Dataset records about object locations:
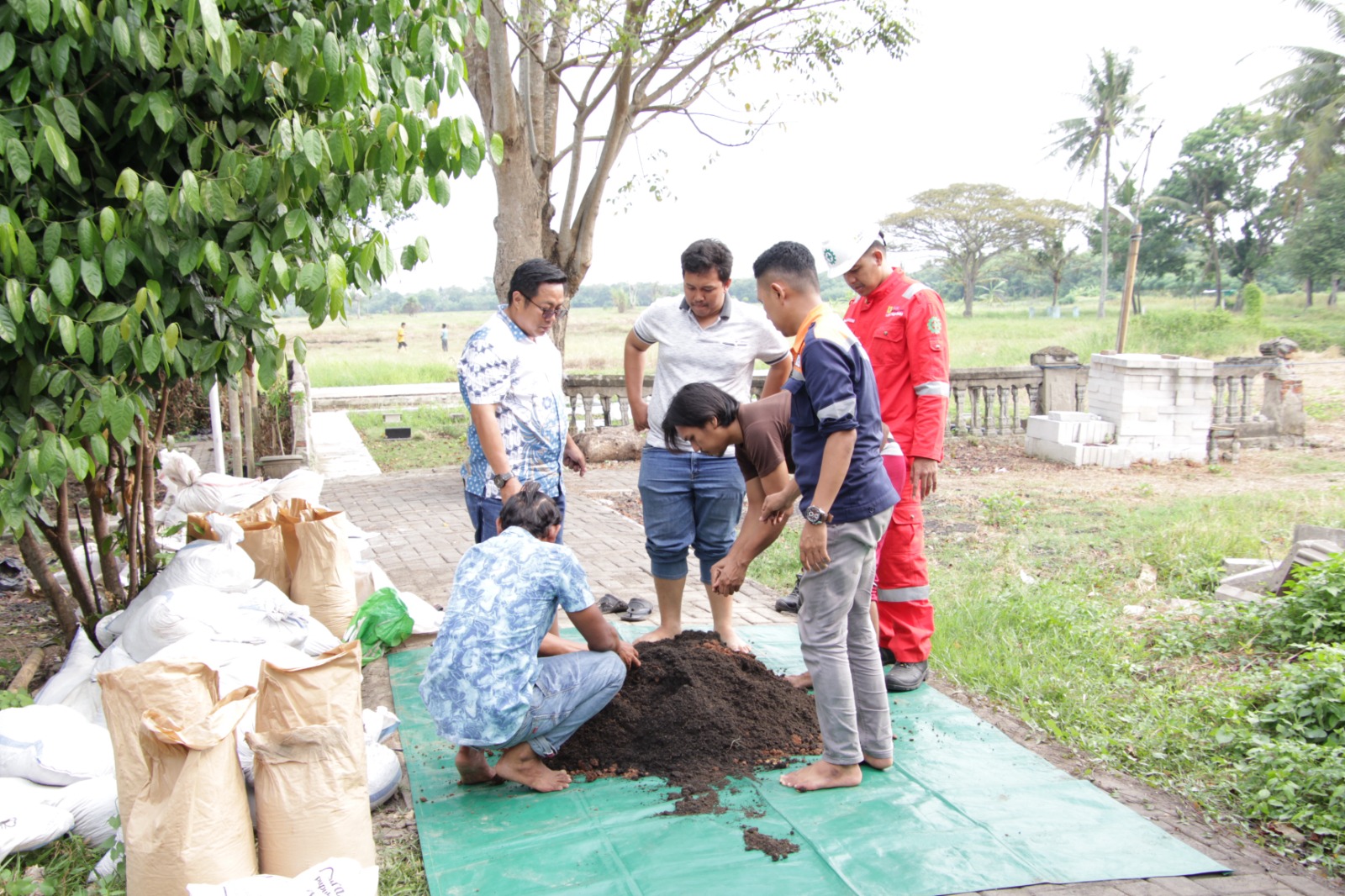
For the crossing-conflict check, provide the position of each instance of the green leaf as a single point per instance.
(121, 417)
(210, 20)
(91, 272)
(98, 448)
(27, 253)
(414, 94)
(121, 37)
(13, 296)
(84, 335)
(314, 148)
(161, 107)
(190, 190)
(156, 202)
(333, 58)
(50, 241)
(111, 340)
(151, 353)
(57, 141)
(128, 185)
(152, 47)
(19, 87)
(40, 306)
(69, 116)
(51, 461)
(62, 280)
(18, 158)
(107, 224)
(107, 311)
(66, 329)
(40, 13)
(114, 261)
(335, 273)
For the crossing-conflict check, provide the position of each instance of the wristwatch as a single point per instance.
(815, 515)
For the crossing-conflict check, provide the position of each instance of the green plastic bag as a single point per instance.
(382, 622)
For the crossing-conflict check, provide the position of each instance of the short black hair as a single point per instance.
(530, 509)
(705, 255)
(693, 405)
(530, 276)
(790, 260)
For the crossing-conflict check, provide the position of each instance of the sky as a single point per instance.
(973, 101)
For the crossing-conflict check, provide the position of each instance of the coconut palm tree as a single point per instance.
(1311, 98)
(1114, 112)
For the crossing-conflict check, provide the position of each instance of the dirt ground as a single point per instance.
(973, 468)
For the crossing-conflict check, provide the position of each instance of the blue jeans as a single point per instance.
(483, 513)
(690, 499)
(568, 692)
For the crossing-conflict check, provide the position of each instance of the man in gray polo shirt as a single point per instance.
(693, 499)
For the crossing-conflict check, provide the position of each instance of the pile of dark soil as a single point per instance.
(696, 714)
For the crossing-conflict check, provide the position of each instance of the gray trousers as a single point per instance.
(841, 649)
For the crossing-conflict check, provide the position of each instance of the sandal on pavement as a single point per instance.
(639, 609)
(611, 604)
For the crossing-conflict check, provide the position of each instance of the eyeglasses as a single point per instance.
(548, 314)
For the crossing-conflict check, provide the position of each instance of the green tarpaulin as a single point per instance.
(963, 809)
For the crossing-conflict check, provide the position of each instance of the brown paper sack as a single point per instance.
(262, 541)
(178, 689)
(309, 774)
(323, 576)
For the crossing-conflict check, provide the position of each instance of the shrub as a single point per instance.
(1253, 302)
(1309, 703)
(1311, 609)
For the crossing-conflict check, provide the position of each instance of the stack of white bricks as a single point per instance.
(1161, 405)
(1076, 439)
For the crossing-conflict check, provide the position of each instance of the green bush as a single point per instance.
(1308, 704)
(1300, 784)
(1253, 302)
(1311, 609)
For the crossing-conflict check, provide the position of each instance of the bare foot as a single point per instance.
(822, 775)
(521, 766)
(472, 767)
(735, 643)
(662, 633)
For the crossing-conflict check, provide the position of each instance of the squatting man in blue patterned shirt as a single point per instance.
(498, 678)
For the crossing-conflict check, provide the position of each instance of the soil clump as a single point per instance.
(696, 714)
(773, 846)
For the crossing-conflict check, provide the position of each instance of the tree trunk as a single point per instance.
(61, 603)
(96, 488)
(1106, 224)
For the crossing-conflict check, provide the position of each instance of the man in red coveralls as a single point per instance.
(901, 324)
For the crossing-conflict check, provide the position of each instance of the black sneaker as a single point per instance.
(905, 677)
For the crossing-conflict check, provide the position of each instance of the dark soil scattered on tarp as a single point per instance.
(773, 846)
(696, 714)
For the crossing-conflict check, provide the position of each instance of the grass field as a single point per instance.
(363, 350)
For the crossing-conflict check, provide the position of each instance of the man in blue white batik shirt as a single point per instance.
(511, 381)
(497, 678)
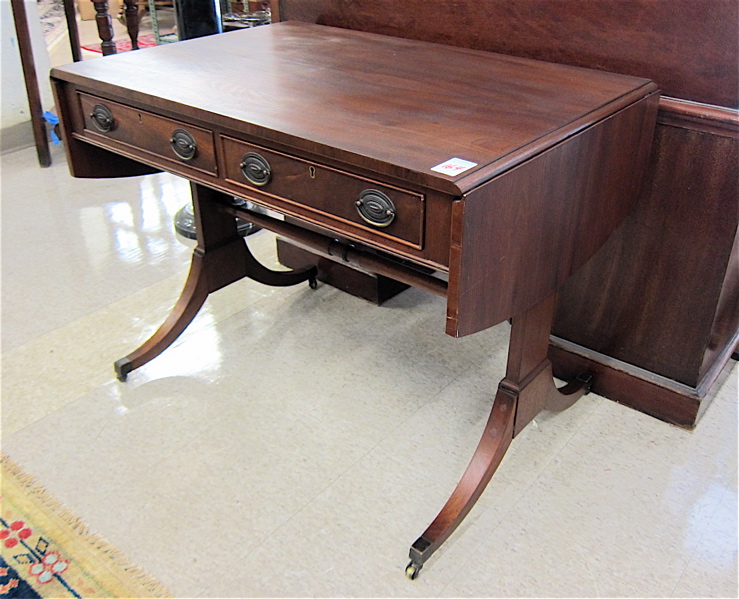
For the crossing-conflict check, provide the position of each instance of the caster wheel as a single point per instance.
(413, 570)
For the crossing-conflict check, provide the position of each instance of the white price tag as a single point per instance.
(453, 167)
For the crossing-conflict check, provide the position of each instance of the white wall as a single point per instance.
(14, 99)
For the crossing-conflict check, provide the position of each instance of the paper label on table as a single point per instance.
(453, 167)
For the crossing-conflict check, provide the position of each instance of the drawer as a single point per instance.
(341, 200)
(149, 134)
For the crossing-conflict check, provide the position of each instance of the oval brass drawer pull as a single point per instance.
(375, 208)
(102, 118)
(183, 145)
(256, 169)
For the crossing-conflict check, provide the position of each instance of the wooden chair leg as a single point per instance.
(105, 27)
(527, 388)
(132, 22)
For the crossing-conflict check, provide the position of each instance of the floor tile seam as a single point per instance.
(333, 481)
(512, 507)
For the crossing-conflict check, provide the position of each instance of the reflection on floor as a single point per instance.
(295, 442)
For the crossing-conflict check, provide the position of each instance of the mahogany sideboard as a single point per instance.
(483, 178)
(656, 312)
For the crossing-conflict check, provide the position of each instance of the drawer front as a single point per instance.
(326, 195)
(148, 133)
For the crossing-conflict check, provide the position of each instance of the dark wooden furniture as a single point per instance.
(502, 176)
(28, 64)
(656, 312)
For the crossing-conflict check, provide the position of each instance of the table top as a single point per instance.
(396, 106)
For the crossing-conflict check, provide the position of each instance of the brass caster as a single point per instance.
(412, 570)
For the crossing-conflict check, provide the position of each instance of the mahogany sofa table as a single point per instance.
(483, 178)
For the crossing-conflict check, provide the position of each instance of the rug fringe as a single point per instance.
(117, 558)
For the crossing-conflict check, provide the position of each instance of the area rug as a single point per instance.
(45, 551)
(124, 45)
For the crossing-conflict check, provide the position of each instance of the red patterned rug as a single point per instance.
(124, 45)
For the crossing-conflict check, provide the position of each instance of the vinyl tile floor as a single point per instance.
(295, 442)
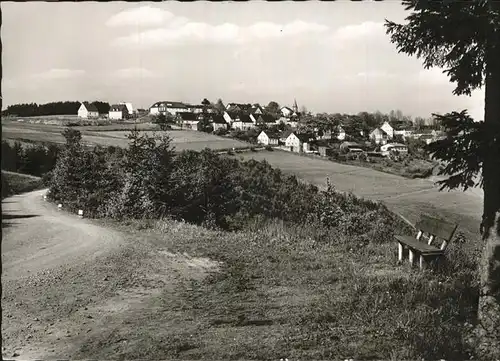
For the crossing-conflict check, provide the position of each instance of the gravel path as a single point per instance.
(71, 286)
(36, 236)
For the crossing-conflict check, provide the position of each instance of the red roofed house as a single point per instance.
(88, 111)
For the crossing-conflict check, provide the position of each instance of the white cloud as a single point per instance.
(142, 16)
(179, 30)
(367, 28)
(375, 74)
(130, 73)
(59, 74)
(432, 76)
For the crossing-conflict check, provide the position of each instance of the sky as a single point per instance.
(329, 56)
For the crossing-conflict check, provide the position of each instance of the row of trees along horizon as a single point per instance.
(52, 108)
(470, 58)
(371, 119)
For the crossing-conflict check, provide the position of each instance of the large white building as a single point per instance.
(164, 107)
(87, 111)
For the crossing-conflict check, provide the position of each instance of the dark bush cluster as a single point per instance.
(148, 179)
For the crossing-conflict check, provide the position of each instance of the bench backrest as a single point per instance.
(435, 228)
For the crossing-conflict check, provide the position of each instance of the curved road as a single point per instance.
(36, 236)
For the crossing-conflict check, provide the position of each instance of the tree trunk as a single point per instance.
(489, 297)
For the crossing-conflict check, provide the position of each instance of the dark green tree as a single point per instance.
(435, 32)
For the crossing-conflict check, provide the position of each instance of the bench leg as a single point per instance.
(411, 256)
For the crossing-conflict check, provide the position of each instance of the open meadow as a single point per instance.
(113, 135)
(407, 197)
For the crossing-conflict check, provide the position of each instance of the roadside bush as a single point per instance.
(148, 180)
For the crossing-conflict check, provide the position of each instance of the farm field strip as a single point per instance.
(408, 197)
(181, 139)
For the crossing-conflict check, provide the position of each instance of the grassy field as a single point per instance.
(114, 135)
(16, 183)
(408, 197)
(279, 294)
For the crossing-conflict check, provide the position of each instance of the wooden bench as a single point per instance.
(429, 230)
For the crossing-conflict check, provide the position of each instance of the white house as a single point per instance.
(130, 108)
(229, 118)
(340, 133)
(243, 122)
(386, 148)
(118, 112)
(298, 142)
(188, 120)
(254, 117)
(164, 107)
(386, 127)
(265, 119)
(88, 111)
(267, 138)
(286, 112)
(379, 136)
(218, 122)
(403, 132)
(257, 109)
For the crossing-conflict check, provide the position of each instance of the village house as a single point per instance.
(229, 117)
(387, 148)
(266, 119)
(388, 129)
(188, 120)
(341, 134)
(88, 111)
(298, 142)
(130, 108)
(218, 122)
(292, 122)
(118, 112)
(379, 136)
(197, 109)
(257, 109)
(238, 108)
(242, 122)
(402, 128)
(286, 112)
(325, 151)
(267, 137)
(164, 107)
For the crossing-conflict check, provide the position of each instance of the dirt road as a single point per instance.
(71, 286)
(36, 236)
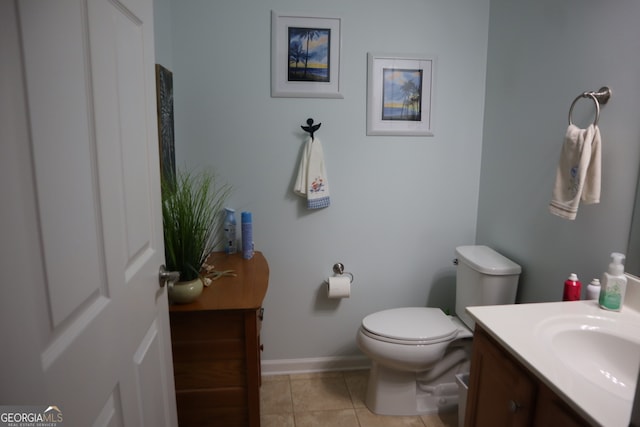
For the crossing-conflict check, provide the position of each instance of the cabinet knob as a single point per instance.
(514, 406)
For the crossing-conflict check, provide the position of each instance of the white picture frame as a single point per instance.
(305, 56)
(400, 94)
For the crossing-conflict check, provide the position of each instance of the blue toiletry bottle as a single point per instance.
(247, 235)
(230, 240)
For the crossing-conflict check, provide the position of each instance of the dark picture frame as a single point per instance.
(305, 56)
(166, 137)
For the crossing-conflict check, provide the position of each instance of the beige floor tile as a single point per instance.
(369, 419)
(340, 418)
(277, 420)
(444, 419)
(357, 385)
(315, 375)
(320, 394)
(275, 397)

> Requirements: Write out the lines of the material from the one containing "strip as a single point per instance." through the last, exactly and only those. Leave every picture out.

> Complete response:
For the crossing-conflict check, provide the position of each instance of the farm field strip as a single point per instance.
(408, 197)
(181, 139)
For the crossing-conflict check, provide the position of each instance of the grassy field as a single point per instance.
(114, 135)
(16, 183)
(408, 197)
(279, 294)
For the crossing-conflict check, provide the position of each instance of the wooden bench as a single point per instance.
(429, 230)
For the crossing-conflict check, provide the position of each instance of the white house as a single point per instance.
(130, 108)
(229, 118)
(340, 133)
(243, 122)
(386, 148)
(118, 112)
(298, 142)
(188, 120)
(254, 117)
(164, 107)
(386, 127)
(265, 119)
(88, 111)
(267, 138)
(286, 112)
(379, 136)
(218, 122)
(403, 132)
(257, 109)
For the crossing-conflict check, provide the position of each instance of the village house as a single point per instance.
(229, 117)
(387, 148)
(266, 119)
(388, 129)
(188, 120)
(341, 134)
(88, 111)
(298, 142)
(130, 108)
(218, 122)
(292, 122)
(118, 112)
(379, 136)
(197, 109)
(257, 109)
(238, 108)
(242, 122)
(402, 128)
(286, 112)
(325, 151)
(267, 137)
(164, 107)
For the crossing-conflict check, provide the position of each instance of the dirt road as a single point per instance.
(71, 286)
(36, 236)
For the crossing-conflict check, provide the position of each instance of the cabinet knob as a single point per instance.
(514, 406)
For the crossing-conflict check, provide the position of each instance of the white picture frame as a single point per instance.
(305, 56)
(400, 94)
For the crossing-conflict check, provide the position of each instance of the blue toiletry bottle as a single point per instance.
(247, 235)
(230, 240)
For the crossing-conflict check, provide the position of each instance of the dark picture frame as a single point per instance.
(305, 56)
(166, 137)
For the crossing-conflict check, provide the position of each instance of the beige floor tile as a single point per instance.
(369, 419)
(340, 418)
(277, 420)
(444, 419)
(357, 385)
(315, 375)
(320, 394)
(275, 397)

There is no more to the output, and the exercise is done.